Please convert everything in the material below, from the line containing "Box each lemon" down to the line containing "left=0, top=0, right=787, bottom=596", into a numbered list, including both of those lines and leaving out any blank lines.

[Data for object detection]
.....
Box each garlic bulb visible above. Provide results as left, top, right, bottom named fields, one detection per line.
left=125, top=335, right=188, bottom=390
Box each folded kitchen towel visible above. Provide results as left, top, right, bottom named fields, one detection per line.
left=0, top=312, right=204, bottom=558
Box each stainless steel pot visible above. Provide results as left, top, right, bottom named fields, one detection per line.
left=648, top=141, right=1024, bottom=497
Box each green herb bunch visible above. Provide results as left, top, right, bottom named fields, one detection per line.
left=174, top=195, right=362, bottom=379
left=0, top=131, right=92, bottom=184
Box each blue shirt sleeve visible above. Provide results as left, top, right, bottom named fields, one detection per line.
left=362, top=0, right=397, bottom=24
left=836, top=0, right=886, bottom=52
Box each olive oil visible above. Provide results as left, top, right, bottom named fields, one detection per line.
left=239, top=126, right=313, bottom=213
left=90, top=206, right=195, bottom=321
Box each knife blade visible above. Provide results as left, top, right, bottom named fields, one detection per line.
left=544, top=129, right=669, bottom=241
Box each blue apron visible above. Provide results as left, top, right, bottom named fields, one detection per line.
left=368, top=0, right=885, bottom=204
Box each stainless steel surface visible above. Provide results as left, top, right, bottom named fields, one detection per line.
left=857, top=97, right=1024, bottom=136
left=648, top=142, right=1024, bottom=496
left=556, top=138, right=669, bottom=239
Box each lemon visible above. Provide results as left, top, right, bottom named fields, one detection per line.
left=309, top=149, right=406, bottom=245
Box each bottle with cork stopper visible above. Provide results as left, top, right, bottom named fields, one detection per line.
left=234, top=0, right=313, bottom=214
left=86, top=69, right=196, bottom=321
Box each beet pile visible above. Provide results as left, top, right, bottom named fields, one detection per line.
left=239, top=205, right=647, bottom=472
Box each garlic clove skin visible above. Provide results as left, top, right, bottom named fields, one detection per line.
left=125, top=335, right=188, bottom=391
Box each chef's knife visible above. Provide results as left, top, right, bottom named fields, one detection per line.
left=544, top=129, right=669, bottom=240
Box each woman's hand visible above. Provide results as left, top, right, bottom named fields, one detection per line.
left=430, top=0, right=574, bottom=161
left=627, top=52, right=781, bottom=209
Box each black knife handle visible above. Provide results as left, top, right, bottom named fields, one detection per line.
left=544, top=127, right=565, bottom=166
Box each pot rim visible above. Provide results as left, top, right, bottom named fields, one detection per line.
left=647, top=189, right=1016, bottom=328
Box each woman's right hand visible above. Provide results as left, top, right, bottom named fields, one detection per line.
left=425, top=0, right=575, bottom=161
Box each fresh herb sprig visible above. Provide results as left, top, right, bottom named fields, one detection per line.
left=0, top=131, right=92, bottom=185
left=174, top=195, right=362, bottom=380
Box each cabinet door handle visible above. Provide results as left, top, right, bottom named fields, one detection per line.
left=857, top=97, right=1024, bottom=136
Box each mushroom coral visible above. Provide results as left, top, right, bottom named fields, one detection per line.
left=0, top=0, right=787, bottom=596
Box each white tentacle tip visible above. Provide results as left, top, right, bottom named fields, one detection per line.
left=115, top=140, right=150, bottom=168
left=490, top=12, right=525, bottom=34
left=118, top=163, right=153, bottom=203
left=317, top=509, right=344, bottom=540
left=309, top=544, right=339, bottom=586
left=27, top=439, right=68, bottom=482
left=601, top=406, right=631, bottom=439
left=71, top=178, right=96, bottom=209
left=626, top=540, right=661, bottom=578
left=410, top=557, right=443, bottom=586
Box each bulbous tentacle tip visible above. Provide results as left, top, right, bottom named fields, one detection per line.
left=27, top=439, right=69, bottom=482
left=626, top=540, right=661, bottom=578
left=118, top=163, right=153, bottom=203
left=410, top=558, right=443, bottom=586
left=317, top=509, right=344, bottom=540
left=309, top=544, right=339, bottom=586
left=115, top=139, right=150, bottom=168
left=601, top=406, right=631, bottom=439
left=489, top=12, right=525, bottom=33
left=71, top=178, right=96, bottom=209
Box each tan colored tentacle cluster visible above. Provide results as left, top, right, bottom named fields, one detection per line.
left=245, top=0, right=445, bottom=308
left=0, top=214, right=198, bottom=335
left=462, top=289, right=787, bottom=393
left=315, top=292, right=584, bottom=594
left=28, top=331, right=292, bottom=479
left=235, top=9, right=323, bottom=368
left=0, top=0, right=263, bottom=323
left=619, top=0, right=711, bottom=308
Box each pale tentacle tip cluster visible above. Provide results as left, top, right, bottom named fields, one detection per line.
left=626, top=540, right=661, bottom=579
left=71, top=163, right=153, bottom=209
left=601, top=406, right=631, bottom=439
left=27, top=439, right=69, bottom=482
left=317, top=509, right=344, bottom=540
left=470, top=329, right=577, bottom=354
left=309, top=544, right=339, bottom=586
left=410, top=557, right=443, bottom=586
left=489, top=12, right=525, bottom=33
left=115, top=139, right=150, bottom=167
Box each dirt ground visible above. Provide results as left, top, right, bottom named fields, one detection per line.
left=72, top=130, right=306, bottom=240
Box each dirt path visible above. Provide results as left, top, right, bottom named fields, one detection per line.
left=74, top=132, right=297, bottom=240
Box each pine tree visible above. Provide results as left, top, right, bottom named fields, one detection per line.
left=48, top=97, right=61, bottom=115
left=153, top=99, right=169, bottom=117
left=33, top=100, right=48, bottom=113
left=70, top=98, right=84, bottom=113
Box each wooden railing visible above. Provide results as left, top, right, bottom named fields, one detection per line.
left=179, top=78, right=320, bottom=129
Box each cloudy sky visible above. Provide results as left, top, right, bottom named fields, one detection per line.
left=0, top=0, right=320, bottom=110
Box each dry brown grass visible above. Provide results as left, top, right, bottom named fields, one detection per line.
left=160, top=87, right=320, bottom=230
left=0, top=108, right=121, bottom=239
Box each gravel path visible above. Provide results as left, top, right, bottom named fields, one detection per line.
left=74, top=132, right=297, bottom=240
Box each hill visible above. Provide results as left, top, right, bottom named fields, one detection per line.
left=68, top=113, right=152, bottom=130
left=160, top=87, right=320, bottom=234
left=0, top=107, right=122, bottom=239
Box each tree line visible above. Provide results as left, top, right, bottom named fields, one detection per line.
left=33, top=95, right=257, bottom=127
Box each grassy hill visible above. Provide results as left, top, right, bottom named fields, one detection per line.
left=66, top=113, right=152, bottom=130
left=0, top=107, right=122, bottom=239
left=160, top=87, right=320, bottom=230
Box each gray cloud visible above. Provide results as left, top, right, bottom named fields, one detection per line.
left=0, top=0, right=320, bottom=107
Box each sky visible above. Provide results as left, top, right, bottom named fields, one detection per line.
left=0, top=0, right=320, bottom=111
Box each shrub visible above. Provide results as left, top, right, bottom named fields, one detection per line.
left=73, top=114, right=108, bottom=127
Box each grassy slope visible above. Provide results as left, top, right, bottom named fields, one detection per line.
.....
--- Response for this exercise ---
1. Box each lemon visible above. Provide results as left, top, right, bottom named fields, one detection per line.
2. left=309, top=149, right=406, bottom=245
3. Box each bottle with cork stopper visible above. Provide results as left, top, right, bottom named fields, one detection per line.
4. left=234, top=0, right=313, bottom=214
5. left=86, top=69, right=196, bottom=321
6. Box each beet pile visible above. Provide results as left, top, right, bottom named fields, one detection per line.
7. left=239, top=205, right=647, bottom=472
8. Box each garlic clove skin visible above. Provide results as left, top, right, bottom named fields, one detection per line.
9. left=125, top=335, right=188, bottom=391
10. Box each chef's knife visible above. Provide results as left, top, right, bottom named fields, one detection per line.
11. left=544, top=129, right=669, bottom=240
12. Box each woman's hand visible above. Provide results as left, top, right, bottom named fields, one detection per line.
13. left=430, top=0, right=574, bottom=161
14. left=627, top=52, right=781, bottom=209
15. Box each black knife handle visible above. Provide results as left, top, right, bottom named fields, one detection per line.
16. left=544, top=127, right=565, bottom=166
17. Box each pot rim visible above. Provide results as left, top, right, bottom named fields, one detection per line.
18. left=647, top=189, right=1016, bottom=328
19. Box each woman's right hand visible above. Provide results as left, top, right, bottom named fields, one detection per line.
20. left=425, top=0, right=575, bottom=161
21. Box each fresh herb sprig visible above. Provide results as left, top, right, bottom named fields, one detection per line.
22. left=0, top=131, right=92, bottom=185
23. left=174, top=195, right=362, bottom=380
24. Box each cabinet door handle visible above. Provide results as left, top, right, bottom named fields, one detection per line.
25. left=857, top=97, right=1024, bottom=136
26. Box each mushroom coral visible above. Provide results as left, top, right, bottom named fields, one detection per line.
27. left=0, top=0, right=787, bottom=596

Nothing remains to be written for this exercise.